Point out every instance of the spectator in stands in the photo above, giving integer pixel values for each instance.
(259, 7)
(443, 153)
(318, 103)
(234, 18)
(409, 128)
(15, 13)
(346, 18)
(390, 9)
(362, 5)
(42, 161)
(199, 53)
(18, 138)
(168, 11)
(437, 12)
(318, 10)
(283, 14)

++++++++++++++++++++

- REQUIRED TASK:
Render the material above as a Markdown table with two columns, Row and Line, giving each nonblank line its own numbered row.

- REPLY:
| Row | Line |
|---|---|
| 1 | Point out every instance of the spectator in stands in the photo above, giving integer pixel values for each instance. |
| 2 | (259, 7) |
| 3 | (443, 153) |
| 4 | (318, 103) |
| 5 | (234, 18) |
| 6 | (409, 128) |
| 7 | (15, 13) |
| 8 | (346, 18) |
| 9 | (390, 9) |
| 10 | (362, 5) |
| 11 | (42, 161) |
| 12 | (199, 53) |
| 13 | (18, 138) |
| 14 | (168, 11) |
| 15 | (437, 12) |
| 16 | (318, 10) |
| 17 | (283, 14) |